TASK REQUIREMENTS: Extract each line of the rows below that contains the word "flag". Case counts.

INFORMATION PROVIDED:
——
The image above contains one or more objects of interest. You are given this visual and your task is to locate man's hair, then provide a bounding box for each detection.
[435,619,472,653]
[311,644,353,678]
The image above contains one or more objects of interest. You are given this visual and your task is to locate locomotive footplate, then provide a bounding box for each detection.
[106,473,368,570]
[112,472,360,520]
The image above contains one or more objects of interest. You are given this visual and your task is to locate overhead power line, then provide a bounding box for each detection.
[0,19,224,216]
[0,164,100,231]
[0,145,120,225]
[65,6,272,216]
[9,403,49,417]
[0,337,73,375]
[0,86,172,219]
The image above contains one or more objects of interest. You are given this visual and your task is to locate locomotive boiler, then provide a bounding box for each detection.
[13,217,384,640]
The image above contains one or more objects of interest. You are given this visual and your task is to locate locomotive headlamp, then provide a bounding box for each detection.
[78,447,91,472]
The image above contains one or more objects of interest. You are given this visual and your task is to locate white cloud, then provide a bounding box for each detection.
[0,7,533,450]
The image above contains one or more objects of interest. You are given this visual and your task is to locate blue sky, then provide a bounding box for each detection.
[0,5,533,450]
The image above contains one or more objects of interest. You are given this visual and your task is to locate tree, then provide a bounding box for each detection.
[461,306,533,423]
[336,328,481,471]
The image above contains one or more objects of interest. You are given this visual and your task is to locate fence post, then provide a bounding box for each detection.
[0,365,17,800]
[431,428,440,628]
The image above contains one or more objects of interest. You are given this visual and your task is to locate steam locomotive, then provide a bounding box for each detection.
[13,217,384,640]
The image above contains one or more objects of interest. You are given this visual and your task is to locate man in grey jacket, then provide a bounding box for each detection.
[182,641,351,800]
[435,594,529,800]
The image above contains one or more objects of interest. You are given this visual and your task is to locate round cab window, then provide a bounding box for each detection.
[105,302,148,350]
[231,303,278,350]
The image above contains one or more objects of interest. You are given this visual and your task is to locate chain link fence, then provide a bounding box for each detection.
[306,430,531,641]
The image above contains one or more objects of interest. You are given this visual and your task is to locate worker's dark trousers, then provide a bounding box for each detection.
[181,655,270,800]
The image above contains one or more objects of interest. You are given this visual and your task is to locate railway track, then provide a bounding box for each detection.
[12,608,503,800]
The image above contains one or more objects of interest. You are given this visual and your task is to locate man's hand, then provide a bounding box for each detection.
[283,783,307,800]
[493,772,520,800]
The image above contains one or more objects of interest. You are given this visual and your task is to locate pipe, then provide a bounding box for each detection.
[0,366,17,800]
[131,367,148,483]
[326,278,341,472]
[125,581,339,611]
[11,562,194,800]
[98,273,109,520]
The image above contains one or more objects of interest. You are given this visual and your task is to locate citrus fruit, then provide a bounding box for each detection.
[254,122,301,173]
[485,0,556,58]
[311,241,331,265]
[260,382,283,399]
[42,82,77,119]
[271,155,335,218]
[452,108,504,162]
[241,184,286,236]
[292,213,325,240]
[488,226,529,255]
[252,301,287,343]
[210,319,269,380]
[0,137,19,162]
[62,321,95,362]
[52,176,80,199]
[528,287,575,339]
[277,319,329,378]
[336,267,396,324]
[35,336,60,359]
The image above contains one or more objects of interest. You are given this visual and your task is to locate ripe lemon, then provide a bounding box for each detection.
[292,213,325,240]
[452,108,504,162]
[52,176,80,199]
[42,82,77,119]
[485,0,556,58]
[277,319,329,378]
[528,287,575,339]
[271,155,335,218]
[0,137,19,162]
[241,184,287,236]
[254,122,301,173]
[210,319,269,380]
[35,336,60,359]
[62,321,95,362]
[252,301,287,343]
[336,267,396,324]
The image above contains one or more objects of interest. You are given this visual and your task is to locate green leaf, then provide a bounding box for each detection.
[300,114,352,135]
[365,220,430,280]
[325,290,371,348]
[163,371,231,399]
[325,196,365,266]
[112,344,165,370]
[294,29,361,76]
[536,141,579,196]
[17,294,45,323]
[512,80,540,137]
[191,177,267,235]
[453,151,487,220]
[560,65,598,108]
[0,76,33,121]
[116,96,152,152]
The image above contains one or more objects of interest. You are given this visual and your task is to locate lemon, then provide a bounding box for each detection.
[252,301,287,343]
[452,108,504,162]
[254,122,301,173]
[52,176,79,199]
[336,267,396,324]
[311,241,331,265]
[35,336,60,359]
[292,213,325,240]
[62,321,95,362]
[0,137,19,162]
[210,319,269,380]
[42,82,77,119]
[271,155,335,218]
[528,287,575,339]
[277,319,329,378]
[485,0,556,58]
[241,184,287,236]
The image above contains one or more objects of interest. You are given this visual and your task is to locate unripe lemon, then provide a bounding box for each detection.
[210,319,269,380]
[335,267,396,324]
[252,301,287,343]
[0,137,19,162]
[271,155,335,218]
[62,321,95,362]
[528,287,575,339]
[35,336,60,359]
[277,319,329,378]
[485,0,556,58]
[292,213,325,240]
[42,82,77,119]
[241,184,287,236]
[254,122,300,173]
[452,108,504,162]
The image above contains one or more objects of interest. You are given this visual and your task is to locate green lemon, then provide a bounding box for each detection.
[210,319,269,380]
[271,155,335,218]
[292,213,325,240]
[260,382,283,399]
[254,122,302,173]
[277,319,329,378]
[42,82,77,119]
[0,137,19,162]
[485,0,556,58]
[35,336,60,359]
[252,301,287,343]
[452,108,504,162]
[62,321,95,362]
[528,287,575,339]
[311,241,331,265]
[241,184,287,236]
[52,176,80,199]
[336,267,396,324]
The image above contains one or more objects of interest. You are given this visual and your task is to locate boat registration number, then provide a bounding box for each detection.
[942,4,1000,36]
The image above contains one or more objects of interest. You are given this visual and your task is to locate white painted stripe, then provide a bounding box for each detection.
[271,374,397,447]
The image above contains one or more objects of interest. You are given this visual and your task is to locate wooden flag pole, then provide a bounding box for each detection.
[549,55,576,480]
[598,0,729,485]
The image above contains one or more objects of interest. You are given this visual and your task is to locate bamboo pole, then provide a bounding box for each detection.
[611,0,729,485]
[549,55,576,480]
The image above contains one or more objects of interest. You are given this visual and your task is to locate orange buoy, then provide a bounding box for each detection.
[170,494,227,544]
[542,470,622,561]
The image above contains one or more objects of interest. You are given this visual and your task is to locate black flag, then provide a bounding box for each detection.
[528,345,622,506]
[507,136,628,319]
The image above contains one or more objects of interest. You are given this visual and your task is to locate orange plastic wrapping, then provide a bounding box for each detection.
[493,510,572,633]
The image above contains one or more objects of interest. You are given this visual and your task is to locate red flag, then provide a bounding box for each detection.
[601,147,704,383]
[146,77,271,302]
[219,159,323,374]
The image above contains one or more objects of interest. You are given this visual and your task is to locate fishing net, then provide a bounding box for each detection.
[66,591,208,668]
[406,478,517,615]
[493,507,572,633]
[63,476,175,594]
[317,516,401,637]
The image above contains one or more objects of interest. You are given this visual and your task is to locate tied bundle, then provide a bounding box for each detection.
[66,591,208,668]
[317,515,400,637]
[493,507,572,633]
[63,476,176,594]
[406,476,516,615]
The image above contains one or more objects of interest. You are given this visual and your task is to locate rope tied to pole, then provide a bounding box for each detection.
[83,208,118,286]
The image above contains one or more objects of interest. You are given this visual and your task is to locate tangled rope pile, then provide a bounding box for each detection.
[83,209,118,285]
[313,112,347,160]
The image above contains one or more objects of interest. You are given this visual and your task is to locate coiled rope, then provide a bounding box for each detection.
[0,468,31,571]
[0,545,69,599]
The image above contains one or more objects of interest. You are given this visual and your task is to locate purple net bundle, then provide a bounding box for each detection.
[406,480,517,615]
——
EXERCISE RESULT:
The image above contains one or more objects of interest. You are given this visual and your task is to locate wooden flag pole, then provide a bounding box for each detection.
The image above contains one or more objects of interest. You are given this visual and your task is to locate black flag, then provide a bounding box for each detection.
The image above contains one or more objects of interest. You are given this visual and your task is to locate red flag, then provide a bounding box for each detection.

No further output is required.